* START *

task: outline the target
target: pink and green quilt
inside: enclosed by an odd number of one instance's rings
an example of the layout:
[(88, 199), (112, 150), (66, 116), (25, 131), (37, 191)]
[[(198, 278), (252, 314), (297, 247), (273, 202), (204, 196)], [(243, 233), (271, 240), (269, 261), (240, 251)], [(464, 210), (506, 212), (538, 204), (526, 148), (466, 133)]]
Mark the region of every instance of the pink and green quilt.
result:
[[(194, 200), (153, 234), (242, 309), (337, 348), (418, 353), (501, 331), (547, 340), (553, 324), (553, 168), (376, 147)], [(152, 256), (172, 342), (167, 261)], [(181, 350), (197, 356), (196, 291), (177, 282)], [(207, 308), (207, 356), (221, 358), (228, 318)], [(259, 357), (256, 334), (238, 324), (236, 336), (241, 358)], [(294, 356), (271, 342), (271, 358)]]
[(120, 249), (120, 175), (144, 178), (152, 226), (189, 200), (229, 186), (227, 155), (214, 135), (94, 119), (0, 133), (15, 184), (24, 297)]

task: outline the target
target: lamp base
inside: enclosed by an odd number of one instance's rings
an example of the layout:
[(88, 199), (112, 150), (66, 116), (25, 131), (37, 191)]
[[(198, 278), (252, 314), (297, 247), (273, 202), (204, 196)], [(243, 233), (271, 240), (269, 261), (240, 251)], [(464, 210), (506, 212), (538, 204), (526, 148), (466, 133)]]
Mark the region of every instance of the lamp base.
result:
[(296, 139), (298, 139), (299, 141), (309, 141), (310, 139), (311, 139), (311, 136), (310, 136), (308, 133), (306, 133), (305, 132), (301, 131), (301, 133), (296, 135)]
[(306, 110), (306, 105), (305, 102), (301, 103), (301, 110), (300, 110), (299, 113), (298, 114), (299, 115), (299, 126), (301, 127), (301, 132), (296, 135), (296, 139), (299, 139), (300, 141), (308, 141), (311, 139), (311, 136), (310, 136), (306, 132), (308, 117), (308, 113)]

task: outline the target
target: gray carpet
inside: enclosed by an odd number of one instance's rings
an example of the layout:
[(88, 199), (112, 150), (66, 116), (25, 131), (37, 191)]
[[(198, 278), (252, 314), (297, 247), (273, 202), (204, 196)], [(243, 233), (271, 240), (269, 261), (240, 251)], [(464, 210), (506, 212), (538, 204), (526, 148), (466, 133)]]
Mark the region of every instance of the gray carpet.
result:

* END *

Can you write out all the records again, swapping "Mark the region" for "Trace the area" and leaving everything else unchanged?

task: outline the target
target: pink and green quilt
inside: enclosed by an odd number of one instance's rings
an example of the layout:
[(88, 199), (112, 150), (66, 116), (25, 131), (37, 191)]
[[(198, 278), (252, 314), (297, 247), (273, 202), (204, 196)], [(243, 233), (271, 240), (269, 261), (240, 251)], [(464, 210), (506, 212), (538, 204), (526, 148), (466, 133)]]
Trace the area of every instance of the pink and green quilt.
result:
[[(194, 200), (153, 234), (242, 309), (337, 348), (418, 353), (501, 331), (547, 340), (553, 324), (553, 168), (376, 147)], [(152, 256), (172, 342), (167, 261)], [(181, 350), (197, 356), (196, 291), (177, 282)], [(207, 308), (207, 356), (221, 358), (228, 318)], [(259, 357), (256, 334), (238, 324), (236, 336), (241, 358)], [(294, 356), (271, 342), (271, 358)]]
[(120, 249), (120, 175), (144, 178), (152, 226), (189, 200), (229, 186), (227, 155), (214, 135), (94, 119), (0, 133), (15, 184), (24, 297)]

task: outline the target
target: lamp base
inside: enclosed by an odd number of one instance's rings
an example of the layout:
[(88, 199), (112, 150), (66, 116), (25, 131), (37, 191)]
[[(198, 278), (252, 314), (297, 247), (273, 202), (204, 196)], [(243, 233), (271, 240), (269, 261), (240, 251)], [(464, 210), (506, 212), (538, 204), (526, 148), (466, 133)]]
Trace the area of every instance of the lamp base.
result:
[(296, 139), (298, 139), (299, 141), (309, 141), (310, 139), (311, 139), (311, 136), (310, 136), (308, 133), (306, 133), (305, 132), (301, 131), (301, 133), (296, 135)]
[(306, 110), (306, 105), (305, 102), (301, 103), (301, 110), (300, 110), (299, 113), (298, 114), (299, 115), (299, 126), (301, 127), (301, 132), (296, 135), (296, 139), (299, 139), (300, 141), (308, 141), (311, 139), (311, 136), (310, 136), (306, 132), (308, 117), (308, 113)]

task: outline the target
target: gray carpet
inside: enclosed by an odd number of one instance's rings
an example of the layout:
[(88, 199), (112, 150), (66, 116), (25, 131), (37, 191)]
[[(198, 278), (252, 314), (297, 247), (273, 202), (204, 196)], [(243, 233), (271, 240), (269, 261), (240, 251)], [(464, 210), (506, 212), (538, 204), (526, 148), (466, 133)]]
Trace the area of every instance of the gray carpet.
result:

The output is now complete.